Provided records START

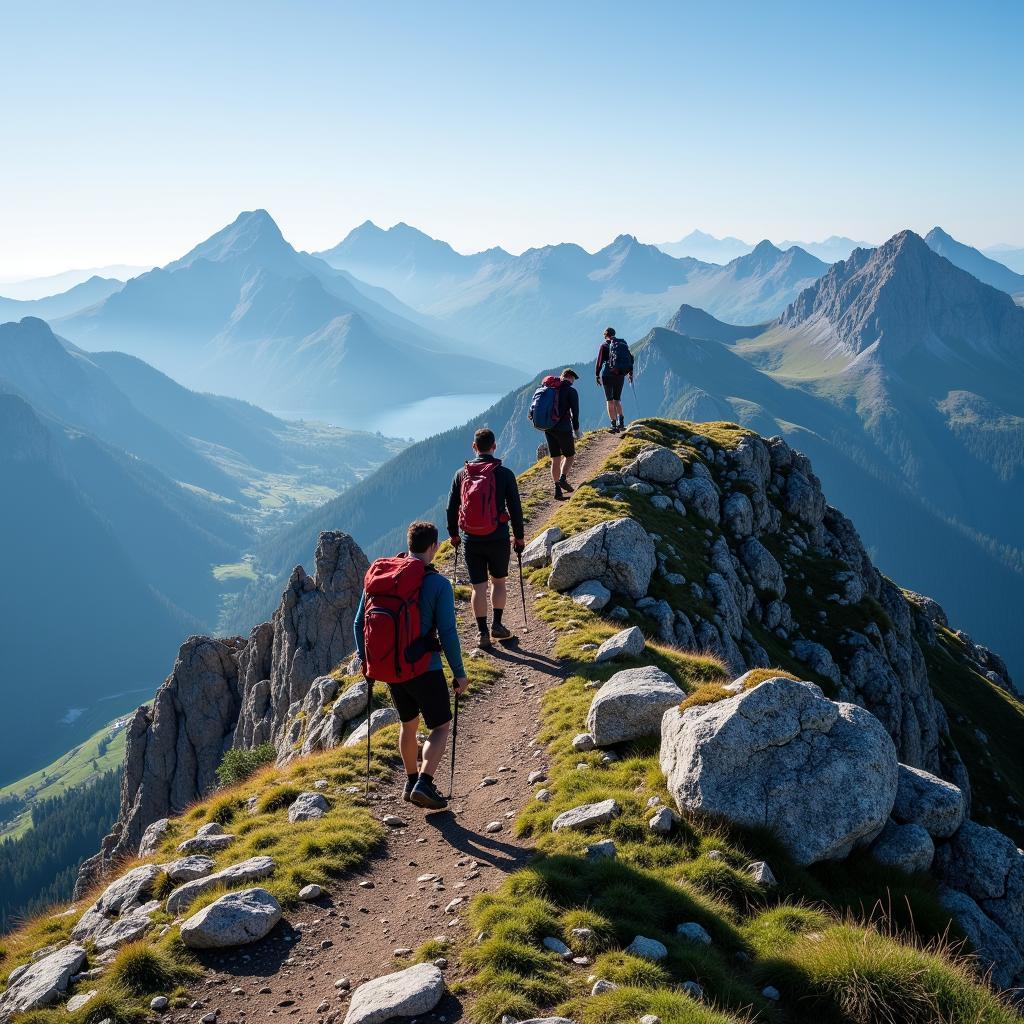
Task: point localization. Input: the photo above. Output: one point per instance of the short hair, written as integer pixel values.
(421, 537)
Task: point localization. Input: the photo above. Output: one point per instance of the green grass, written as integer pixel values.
(80, 766)
(843, 941)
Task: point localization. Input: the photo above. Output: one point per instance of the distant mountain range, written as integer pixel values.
(975, 262)
(552, 303)
(124, 492)
(900, 374)
(62, 303)
(244, 313)
(699, 245)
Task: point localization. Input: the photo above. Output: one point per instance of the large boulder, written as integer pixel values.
(248, 870)
(235, 920)
(986, 865)
(907, 847)
(926, 800)
(619, 553)
(538, 552)
(42, 983)
(626, 643)
(407, 993)
(991, 944)
(766, 757)
(631, 705)
(657, 465)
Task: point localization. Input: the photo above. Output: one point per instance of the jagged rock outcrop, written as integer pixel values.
(233, 692)
(766, 757)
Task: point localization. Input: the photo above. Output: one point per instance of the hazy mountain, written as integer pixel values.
(552, 303)
(697, 324)
(707, 248)
(975, 262)
(832, 250)
(62, 304)
(55, 284)
(85, 623)
(244, 313)
(1012, 256)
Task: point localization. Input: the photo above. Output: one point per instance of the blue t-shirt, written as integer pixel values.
(436, 610)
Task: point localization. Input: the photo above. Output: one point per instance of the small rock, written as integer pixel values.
(647, 948)
(692, 932)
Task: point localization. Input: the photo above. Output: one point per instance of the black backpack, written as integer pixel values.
(620, 356)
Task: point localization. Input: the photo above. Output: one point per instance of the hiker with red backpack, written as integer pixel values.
(555, 410)
(483, 501)
(614, 364)
(406, 619)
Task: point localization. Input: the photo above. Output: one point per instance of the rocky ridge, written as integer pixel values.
(238, 692)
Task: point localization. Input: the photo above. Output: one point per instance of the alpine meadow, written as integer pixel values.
(511, 514)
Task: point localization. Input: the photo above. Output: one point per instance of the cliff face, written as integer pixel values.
(232, 692)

Provided records END

▶ **What is being asked**: Your answer should be the lines from the one containing "red backpack, written as integer pixel values." to the end of the entries above, restated exactly and alone.

▶ **Response below**:
Task: point localization. Input: the photo above. Output: one point per instance of the hiker with red backpack, written as integer pixel values.
(555, 410)
(483, 501)
(614, 364)
(406, 619)
Task: point localization. Input: the photo above. Output: one point per instance of the rocky ridge, written as integer pixel values.
(238, 692)
Task: point localization. Input: the photo above. Output: one point per instance of the alpine meadow, written as integer pixel values.
(511, 514)
Task: point localization. Input: the photo above. Output: one point per instance of the cliff face, written as integer pixel values.
(232, 692)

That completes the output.